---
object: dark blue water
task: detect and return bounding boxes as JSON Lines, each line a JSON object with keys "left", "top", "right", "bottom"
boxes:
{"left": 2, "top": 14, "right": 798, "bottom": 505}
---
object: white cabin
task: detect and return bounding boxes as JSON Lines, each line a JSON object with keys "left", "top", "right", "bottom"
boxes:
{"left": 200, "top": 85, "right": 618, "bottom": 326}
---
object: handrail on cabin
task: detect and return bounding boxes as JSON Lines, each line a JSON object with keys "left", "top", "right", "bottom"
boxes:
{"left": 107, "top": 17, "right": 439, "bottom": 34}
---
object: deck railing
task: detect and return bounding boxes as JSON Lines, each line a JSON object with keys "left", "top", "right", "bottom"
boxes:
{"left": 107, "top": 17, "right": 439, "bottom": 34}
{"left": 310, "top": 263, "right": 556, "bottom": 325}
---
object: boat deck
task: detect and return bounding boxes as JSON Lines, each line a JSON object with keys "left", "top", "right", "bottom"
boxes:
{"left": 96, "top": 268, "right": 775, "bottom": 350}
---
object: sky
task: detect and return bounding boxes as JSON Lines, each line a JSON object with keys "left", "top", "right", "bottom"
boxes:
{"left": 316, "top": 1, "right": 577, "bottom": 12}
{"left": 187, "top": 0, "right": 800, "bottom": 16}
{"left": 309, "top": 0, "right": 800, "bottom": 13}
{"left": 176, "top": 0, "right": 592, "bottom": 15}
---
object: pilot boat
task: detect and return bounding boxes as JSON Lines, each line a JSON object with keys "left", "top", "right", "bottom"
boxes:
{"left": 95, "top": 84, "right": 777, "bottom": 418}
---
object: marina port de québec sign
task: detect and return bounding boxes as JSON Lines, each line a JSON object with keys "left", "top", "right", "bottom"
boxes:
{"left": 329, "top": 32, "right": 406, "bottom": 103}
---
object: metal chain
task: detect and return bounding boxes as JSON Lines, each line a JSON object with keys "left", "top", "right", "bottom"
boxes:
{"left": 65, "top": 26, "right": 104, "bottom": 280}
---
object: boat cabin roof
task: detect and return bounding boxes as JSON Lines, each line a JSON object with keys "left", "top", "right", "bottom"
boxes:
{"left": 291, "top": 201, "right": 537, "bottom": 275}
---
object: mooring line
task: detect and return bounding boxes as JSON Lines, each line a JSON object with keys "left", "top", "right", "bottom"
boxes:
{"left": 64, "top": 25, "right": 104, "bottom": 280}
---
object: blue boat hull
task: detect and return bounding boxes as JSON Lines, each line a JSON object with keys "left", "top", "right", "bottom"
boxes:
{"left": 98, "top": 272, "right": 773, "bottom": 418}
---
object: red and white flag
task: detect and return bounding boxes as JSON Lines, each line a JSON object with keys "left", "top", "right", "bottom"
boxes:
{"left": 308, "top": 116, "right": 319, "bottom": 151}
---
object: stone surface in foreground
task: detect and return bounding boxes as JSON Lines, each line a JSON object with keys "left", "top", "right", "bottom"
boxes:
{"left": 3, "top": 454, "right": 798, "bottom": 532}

··········

*Exercise instructions:* Quote the records above exactly, from the first line through the line containing "object: handrail on cabin", and nothing more.

*Result of this task:*
---
object: dark blue water
task: detect and return bounding boxes as JSON Lines, each line a JSON object with keys "left", "top", "right", "bottom"
boxes:
{"left": 2, "top": 14, "right": 798, "bottom": 505}
---
object: white cabin
task: detect and return bounding boxes as JSON Lines, each line a JSON object with keys "left", "top", "right", "bottom"
boxes:
{"left": 200, "top": 85, "right": 618, "bottom": 326}
---
object: handrail on cabin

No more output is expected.